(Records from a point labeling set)
## START

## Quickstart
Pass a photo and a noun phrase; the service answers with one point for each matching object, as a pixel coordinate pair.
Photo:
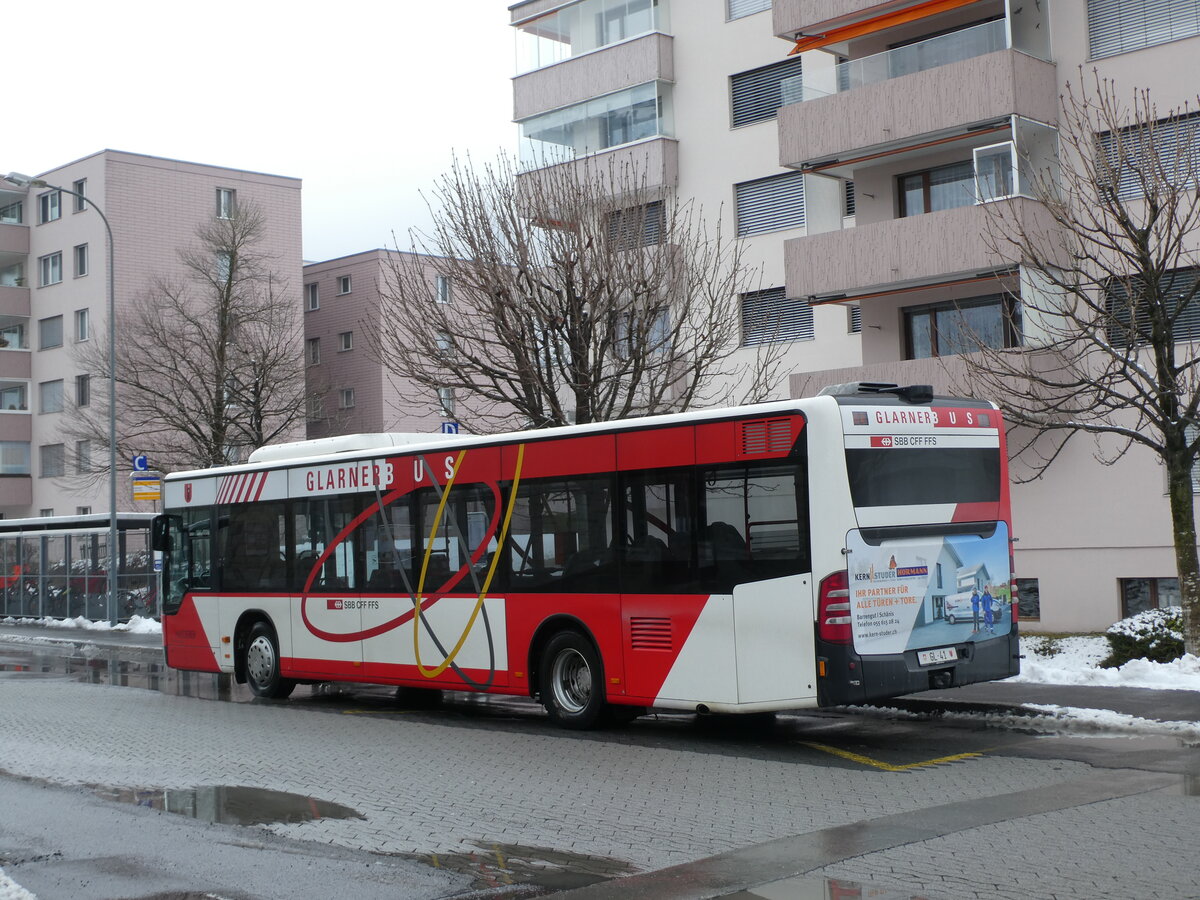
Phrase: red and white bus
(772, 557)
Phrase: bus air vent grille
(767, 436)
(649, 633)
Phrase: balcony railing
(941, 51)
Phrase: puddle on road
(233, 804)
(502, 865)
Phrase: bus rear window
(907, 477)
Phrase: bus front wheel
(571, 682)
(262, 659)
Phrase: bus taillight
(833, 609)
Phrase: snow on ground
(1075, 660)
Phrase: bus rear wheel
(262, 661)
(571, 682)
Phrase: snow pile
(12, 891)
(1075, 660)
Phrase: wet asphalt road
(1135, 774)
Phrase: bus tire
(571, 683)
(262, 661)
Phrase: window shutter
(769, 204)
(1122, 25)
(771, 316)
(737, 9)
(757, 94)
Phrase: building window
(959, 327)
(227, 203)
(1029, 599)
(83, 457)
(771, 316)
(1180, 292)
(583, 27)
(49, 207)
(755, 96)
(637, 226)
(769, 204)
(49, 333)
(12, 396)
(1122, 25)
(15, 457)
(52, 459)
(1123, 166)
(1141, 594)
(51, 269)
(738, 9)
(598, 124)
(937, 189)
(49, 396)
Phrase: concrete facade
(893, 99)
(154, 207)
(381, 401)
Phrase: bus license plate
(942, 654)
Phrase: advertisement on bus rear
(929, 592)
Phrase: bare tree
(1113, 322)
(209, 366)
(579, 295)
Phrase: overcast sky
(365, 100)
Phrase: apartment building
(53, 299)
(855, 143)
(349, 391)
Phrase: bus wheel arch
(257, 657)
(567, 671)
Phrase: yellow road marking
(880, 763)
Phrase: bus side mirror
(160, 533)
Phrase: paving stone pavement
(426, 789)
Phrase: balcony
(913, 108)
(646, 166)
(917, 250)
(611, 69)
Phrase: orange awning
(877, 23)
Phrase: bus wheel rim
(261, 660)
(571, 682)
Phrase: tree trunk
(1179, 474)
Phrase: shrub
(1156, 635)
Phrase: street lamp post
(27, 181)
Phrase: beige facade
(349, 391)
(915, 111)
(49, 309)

## END
## START

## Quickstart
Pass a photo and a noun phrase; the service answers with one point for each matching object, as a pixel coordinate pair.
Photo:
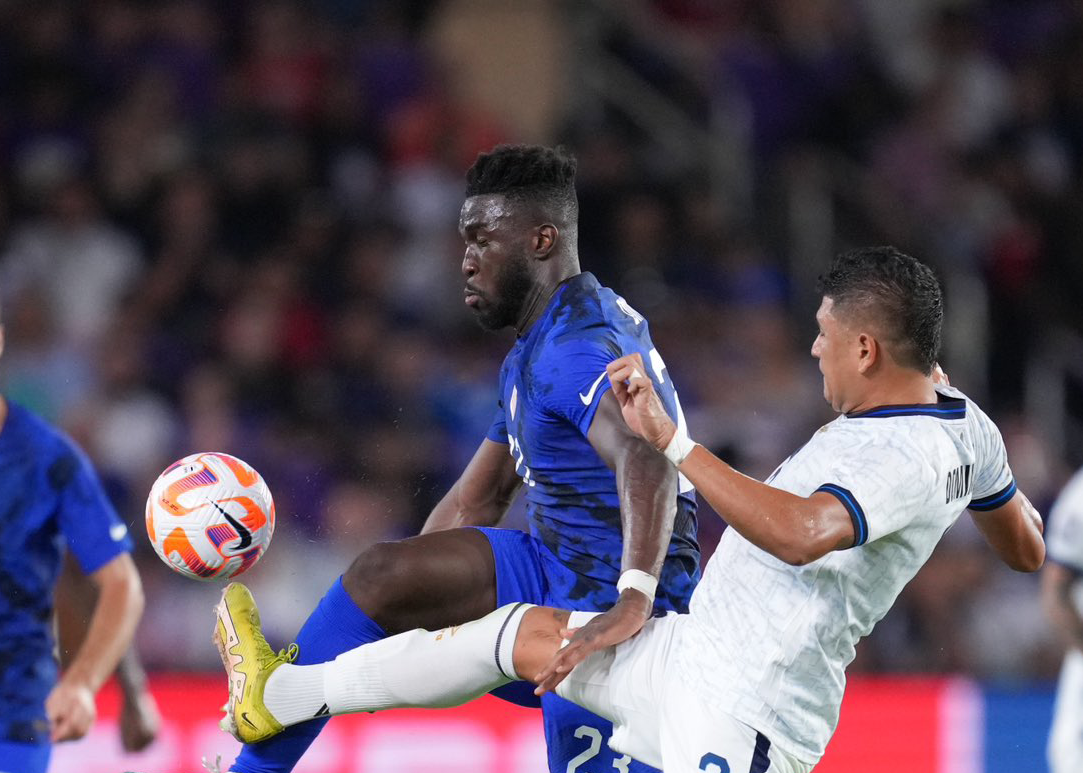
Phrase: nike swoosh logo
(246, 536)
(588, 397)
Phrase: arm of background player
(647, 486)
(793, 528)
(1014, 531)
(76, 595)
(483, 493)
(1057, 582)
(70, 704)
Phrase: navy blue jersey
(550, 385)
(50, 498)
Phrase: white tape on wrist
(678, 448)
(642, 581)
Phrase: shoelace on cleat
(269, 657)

## END
## START

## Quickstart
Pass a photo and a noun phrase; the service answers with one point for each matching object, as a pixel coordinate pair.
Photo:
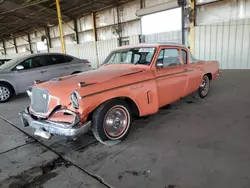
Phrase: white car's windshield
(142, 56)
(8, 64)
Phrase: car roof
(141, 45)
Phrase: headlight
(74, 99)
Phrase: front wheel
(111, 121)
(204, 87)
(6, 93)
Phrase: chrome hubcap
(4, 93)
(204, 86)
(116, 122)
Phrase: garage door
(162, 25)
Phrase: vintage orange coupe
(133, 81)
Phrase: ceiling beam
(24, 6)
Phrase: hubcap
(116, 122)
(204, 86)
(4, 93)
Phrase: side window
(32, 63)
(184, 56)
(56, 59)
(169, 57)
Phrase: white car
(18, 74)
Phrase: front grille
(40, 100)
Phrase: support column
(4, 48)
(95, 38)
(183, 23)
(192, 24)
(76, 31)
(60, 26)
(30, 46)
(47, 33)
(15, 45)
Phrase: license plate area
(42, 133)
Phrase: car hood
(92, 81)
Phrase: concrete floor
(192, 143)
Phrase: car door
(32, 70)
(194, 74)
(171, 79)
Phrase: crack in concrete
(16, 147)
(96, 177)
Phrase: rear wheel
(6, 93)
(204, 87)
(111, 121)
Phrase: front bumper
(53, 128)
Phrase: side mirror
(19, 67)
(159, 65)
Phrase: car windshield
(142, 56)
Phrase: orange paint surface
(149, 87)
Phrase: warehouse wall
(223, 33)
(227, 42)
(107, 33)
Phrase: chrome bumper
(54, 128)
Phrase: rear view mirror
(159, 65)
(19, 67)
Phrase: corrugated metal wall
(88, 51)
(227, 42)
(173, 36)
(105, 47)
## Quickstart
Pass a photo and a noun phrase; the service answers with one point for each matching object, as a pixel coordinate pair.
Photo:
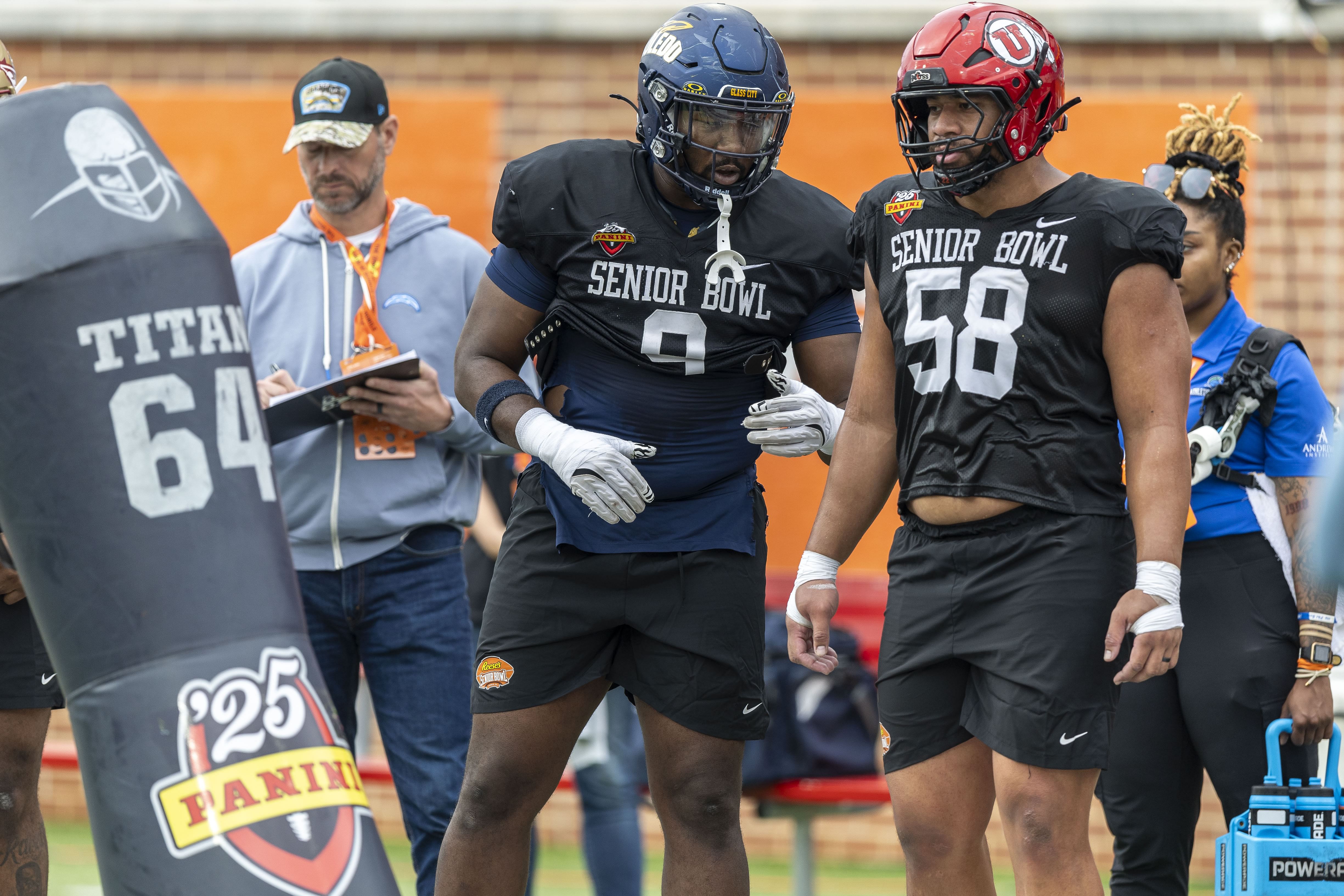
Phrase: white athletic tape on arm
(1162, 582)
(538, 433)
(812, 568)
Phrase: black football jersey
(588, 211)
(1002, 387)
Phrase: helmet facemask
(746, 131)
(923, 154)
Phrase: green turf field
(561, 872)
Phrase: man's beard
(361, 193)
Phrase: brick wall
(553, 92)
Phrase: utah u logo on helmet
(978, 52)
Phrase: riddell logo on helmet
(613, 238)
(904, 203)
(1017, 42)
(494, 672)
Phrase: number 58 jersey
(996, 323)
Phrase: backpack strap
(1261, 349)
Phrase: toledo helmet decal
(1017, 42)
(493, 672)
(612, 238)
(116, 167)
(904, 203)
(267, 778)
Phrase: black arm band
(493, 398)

## END

:: Task goal ::
Show each line above that contains the string "road". Case matters.

:: Completed exercise ::
Phrase: puddle on road
Phrase: wet asphalt road
Phrase: yellow road marking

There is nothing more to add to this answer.